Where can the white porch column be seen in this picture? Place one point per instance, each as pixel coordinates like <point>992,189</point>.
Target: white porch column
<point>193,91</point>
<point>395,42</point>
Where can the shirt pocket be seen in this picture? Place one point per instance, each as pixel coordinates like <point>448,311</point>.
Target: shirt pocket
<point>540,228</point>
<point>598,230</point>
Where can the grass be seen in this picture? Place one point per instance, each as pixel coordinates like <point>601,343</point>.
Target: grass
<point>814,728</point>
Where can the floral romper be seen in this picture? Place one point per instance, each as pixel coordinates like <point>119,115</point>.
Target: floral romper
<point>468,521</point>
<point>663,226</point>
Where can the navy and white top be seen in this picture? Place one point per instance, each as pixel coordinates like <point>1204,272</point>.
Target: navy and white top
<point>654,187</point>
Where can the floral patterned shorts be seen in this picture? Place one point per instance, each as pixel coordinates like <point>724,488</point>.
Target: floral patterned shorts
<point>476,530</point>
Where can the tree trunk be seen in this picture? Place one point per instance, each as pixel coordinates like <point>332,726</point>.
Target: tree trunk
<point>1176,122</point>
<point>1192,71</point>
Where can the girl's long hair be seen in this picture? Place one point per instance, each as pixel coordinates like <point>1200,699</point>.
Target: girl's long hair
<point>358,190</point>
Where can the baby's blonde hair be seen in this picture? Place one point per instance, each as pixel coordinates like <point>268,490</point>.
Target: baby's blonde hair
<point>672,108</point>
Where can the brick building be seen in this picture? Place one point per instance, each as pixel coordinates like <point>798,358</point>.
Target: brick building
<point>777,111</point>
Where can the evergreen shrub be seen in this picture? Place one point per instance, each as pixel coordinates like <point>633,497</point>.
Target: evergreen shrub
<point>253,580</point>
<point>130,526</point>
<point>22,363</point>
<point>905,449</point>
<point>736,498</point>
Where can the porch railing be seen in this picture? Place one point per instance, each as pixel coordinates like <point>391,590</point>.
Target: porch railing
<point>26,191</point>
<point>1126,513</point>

....

Write out all the entries exactly.

### Exercise answer
Where can the white porch column be seen in this picture? Place one point per instance, each as pixel coordinates like <point>992,189</point>.
Target: white porch column
<point>193,91</point>
<point>395,42</point>
Where can the shirt pocket be seen in this picture? Place one point per instance, each as pixel coordinates like <point>448,311</point>.
Target: shirt pocket
<point>540,228</point>
<point>598,230</point>
Where can the grass be seen in this picture? Place one point per instance, each as pixel coordinates like <point>601,343</point>.
Target: grass
<point>814,728</point>
Where can the floral romper be seen in this picture? Place one point per instance, each as pixel coordinates like <point>119,115</point>.
Target: floral romper
<point>468,521</point>
<point>663,226</point>
Where can the navy and white top be seen in this picture? Place one point per instance, each as pixel coordinates like <point>1204,272</point>.
Target: navy and white top
<point>654,187</point>
Where can the floral patterned shorts be seen in this picture? Place one point per instance, each as pixel coordinates like <point>724,488</point>.
Target: floral patterned shorts
<point>476,530</point>
Where can the tree trunk be seen in this picture? Place one point per instance, each as pixel coordinates like <point>332,726</point>.
Target: tree trunk
<point>1176,122</point>
<point>1192,71</point>
Where can the girl's long hair be seen in this picture? Place one point per instance, each as pixel coordinates like <point>1200,699</point>.
Target: girl's long hair
<point>358,190</point>
Where can the baby's blonde hair be seen in this picture? Place one point per instance, each as pixel coordinates like <point>268,490</point>.
Target: baby's blonde hair
<point>672,108</point>
Where can the brick building be seen in this picture? Place one point per instance, each as pixel coordinates like <point>798,358</point>.
Target: brick building
<point>777,111</point>
Where can the evergreen shrub be seen in this picture? Place one point per instance, each as pixel coordinates like <point>633,497</point>.
Target: evergreen shrub
<point>253,580</point>
<point>130,526</point>
<point>22,363</point>
<point>905,449</point>
<point>736,498</point>
Where can the porch railing be seen in this picture? Place one point per instance, each as pixel coordinates like <point>391,590</point>.
Target: porch railing
<point>26,191</point>
<point>1126,513</point>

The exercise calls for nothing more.